### Written exercise
Count the lines in the records below that contain the string "gravel". Reply with only that number.

### Stored items

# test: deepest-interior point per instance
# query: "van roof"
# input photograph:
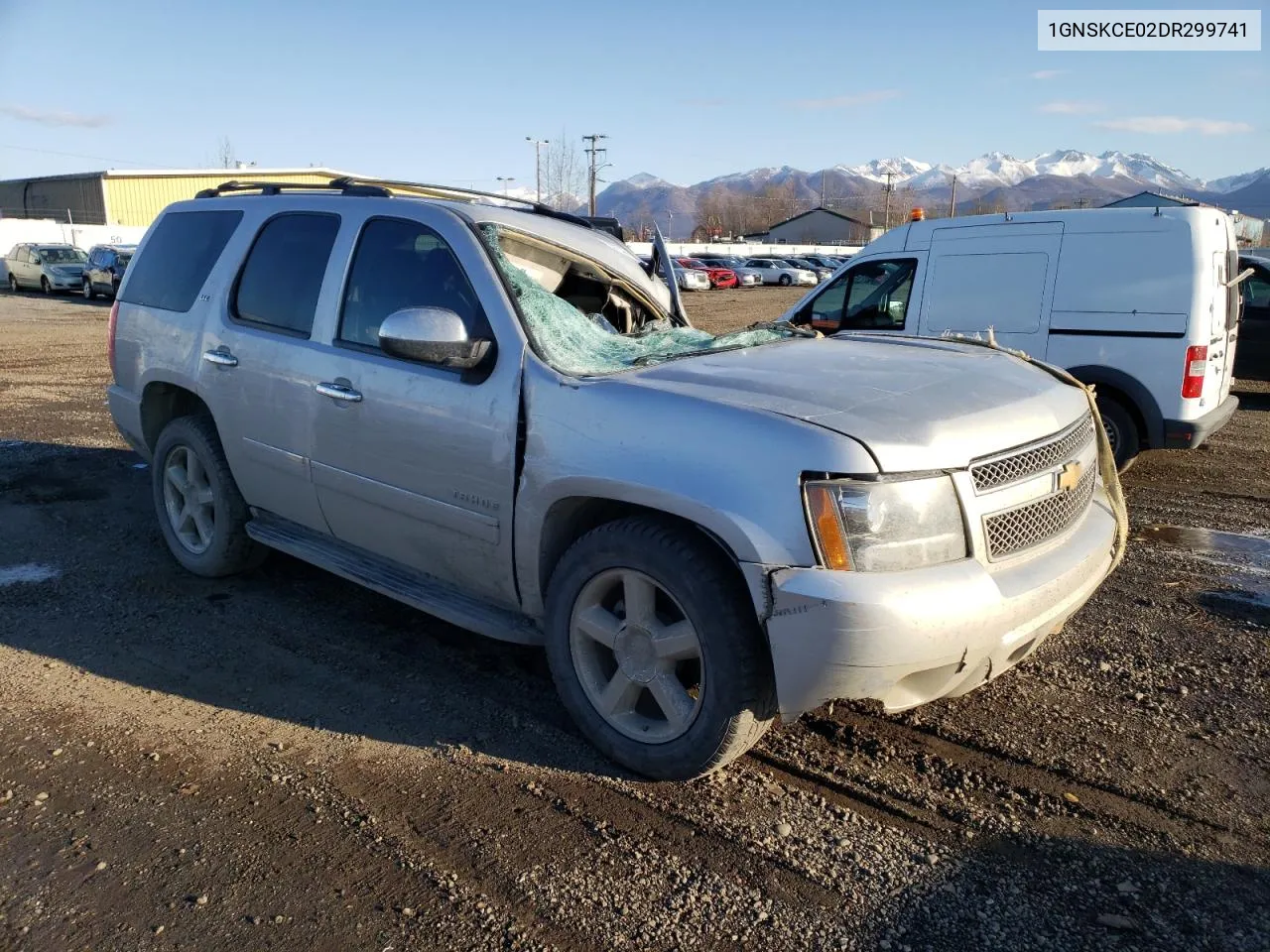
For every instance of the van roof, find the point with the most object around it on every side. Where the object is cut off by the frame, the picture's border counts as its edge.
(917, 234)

==

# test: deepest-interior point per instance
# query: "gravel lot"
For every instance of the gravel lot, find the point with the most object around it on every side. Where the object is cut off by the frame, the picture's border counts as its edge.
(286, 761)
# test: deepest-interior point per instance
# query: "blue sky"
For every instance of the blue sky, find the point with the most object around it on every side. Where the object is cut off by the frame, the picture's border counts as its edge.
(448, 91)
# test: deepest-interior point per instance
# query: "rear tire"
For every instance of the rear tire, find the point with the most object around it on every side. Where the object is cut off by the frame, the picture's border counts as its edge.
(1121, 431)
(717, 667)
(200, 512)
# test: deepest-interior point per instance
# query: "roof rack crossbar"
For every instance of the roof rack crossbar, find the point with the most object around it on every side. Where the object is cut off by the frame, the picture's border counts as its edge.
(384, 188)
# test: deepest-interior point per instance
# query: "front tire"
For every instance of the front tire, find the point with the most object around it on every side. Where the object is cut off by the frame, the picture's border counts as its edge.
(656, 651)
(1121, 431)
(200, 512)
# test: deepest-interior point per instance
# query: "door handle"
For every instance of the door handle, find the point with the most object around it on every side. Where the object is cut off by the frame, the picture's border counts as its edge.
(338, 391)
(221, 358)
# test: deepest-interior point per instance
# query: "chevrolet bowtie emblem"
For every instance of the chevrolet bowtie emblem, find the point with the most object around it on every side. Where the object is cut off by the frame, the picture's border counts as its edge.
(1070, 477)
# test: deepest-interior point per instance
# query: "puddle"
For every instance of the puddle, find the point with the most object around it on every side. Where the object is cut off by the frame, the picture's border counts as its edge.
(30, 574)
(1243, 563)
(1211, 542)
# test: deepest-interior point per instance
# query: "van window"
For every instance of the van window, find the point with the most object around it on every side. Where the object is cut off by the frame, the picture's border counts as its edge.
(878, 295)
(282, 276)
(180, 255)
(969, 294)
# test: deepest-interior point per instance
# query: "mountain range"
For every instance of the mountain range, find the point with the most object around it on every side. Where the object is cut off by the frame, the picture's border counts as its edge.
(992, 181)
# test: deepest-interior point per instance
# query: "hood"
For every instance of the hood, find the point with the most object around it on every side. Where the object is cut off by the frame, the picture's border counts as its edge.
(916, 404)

### Expected answer
2